Das Problem ist nur, daß jeder damit etwas anderes meint. Blair beispielsweise hielt es vor kurzem für wesentlich, daß die EU endlich verbindliche Vorschriften für die Käfiggrößen in Zoos macht, statt sich dauernd darum zu kümmern, wie London mit seinen wahnsinnigen Rindern umgeht. Und von der deutschen Regierung wird in Brüssel erzählt, daß sie sich gerade für die Normierung von Außenspiegeln stark gemacht hat, eine Idee, die ihr BMW ins Ohr geblasen haben soll.

Immerhin sind sich Kohl und Blair einig, daß sich die EU bei der Beschäftigungspolitik zurückhalten sollte, wovon sie aber die französische Regierung noch nicht überzeugen konnten. In Paris will man einfach nicht einsehen, daß die Arbeitslosigkeit von selbst zurückgeht, wenn nur alle kräftig ihre Staatsschulden abbauen.
· · · · ·
_Schriftliche Aufgabe A_
Wie lautet der Abschnitt des Seitentexts von „Das Problem ist“ bis „ihre Staatsschulden abbauen.“, wenn Sie darin „Regierung“ überall gegen „Führung“ tauschen?

Datensätze aus einer Sammlung:
· · · · ·
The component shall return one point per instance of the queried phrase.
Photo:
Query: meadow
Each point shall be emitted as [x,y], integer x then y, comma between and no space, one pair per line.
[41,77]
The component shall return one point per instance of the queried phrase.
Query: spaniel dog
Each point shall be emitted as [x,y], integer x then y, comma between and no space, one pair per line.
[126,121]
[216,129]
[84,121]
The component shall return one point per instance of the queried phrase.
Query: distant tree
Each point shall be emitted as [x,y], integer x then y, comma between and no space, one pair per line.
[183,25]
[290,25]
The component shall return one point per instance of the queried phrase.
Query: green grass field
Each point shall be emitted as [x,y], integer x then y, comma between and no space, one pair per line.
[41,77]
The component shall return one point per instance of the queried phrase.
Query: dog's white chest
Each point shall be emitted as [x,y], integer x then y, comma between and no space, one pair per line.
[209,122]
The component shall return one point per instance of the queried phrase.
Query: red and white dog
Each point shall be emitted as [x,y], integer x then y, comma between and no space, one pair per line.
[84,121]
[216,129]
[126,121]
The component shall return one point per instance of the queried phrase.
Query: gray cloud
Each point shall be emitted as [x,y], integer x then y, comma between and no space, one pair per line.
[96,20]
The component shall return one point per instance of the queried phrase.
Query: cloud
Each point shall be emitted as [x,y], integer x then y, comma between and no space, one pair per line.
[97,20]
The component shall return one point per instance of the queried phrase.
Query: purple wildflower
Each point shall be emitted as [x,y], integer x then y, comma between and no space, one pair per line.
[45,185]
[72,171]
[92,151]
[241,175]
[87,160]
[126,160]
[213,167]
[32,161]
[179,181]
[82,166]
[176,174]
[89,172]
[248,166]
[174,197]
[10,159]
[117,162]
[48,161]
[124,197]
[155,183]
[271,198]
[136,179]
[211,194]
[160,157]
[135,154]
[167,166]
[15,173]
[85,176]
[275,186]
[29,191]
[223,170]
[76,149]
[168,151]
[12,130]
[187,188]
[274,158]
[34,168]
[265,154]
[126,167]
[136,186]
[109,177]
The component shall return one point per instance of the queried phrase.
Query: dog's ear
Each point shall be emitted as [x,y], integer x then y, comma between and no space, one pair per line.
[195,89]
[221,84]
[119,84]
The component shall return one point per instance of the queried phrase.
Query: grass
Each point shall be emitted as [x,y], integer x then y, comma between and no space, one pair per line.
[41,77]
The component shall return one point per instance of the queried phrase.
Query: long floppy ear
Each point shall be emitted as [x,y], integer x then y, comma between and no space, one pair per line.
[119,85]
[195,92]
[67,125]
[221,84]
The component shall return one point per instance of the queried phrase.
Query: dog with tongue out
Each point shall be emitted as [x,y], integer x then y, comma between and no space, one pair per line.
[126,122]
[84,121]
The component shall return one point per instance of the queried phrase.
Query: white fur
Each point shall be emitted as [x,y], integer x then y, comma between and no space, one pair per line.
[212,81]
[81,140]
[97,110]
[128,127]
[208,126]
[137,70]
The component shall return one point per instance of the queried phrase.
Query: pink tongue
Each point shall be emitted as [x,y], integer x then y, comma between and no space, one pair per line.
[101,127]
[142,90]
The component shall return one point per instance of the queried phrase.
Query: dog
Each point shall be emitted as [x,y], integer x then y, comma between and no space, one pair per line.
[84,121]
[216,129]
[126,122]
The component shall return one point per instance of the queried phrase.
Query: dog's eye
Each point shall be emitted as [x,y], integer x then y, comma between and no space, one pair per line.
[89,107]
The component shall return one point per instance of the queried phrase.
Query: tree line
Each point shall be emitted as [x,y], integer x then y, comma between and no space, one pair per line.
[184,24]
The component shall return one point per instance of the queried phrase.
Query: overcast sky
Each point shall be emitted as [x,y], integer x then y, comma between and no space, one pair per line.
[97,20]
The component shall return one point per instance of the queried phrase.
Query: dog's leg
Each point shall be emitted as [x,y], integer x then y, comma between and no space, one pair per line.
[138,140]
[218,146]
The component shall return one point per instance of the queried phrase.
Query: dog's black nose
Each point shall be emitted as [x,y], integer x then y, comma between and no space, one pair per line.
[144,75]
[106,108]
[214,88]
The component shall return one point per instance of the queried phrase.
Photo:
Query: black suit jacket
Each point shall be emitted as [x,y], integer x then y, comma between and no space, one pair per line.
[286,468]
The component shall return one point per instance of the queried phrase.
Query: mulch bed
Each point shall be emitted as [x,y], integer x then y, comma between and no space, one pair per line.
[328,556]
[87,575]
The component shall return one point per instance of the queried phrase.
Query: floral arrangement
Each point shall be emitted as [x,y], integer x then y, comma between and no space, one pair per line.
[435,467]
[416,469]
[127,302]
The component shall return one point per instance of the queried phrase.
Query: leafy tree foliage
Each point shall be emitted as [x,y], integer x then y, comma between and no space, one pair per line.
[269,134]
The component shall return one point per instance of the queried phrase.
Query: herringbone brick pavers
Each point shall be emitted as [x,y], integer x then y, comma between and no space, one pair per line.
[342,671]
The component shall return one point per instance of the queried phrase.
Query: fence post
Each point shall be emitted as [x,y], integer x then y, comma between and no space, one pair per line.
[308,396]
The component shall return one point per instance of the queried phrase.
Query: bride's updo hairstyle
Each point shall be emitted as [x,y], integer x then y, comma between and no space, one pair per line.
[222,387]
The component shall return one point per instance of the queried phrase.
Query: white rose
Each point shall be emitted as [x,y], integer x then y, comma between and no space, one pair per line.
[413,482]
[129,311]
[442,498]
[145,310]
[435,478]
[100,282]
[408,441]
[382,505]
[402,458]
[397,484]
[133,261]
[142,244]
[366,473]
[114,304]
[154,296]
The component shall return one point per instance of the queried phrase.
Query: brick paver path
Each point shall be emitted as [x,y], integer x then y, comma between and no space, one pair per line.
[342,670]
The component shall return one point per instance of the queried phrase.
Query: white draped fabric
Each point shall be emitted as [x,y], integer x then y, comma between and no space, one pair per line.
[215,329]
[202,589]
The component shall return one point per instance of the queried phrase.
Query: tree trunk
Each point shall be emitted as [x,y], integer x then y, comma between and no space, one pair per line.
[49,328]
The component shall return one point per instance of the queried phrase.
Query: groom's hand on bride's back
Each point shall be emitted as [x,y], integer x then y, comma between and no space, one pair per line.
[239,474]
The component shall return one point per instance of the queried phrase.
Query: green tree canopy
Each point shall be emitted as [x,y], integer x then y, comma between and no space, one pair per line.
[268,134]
· · · · ·
_Schriftliche Aufgabe B_
Welche Zeilen enthalten die Zeichenfolge „black“? Listen Sie jede davon vollständig auf; Groß- und Kleinschreibung zählt.

_Richtige Ausgabe A_
Das Problem ist nur, daß jeder damit etwas anderes meint. Blair beispielsweise hielt es vor kurzem für wesentlich, daß die EU endlich verbindliche Vorschriften für die Käfiggrößen in Zoos macht, statt sich dauernd darum zu kümmern, wie London mit seinen wahnsinnigen Rindern umgeht. Und von der deutschen Führung wird in Brüssel erzählt, daß sie sich gerade für die Normierung von Außenspiegeln stark gemacht hat, eine Idee, die ihr BMW ins Ohr geblasen haben soll.

Immerhin sind sich Kohl und Blair einig, daß sich die EU bei der Beschäftigungspolitik zurückhalten sollte, wovon sie aber die französische Führung noch nicht überzeugen konnten. In Paris will man einfach nicht einsehen, daß die Arbeitslosigkeit von selbst zurückgeht, wenn nur alle kräftig ihre Staatsschulden abbauen.

_Richtige Ausgabe B_
Query: dog's black nose
Query: black suit jacket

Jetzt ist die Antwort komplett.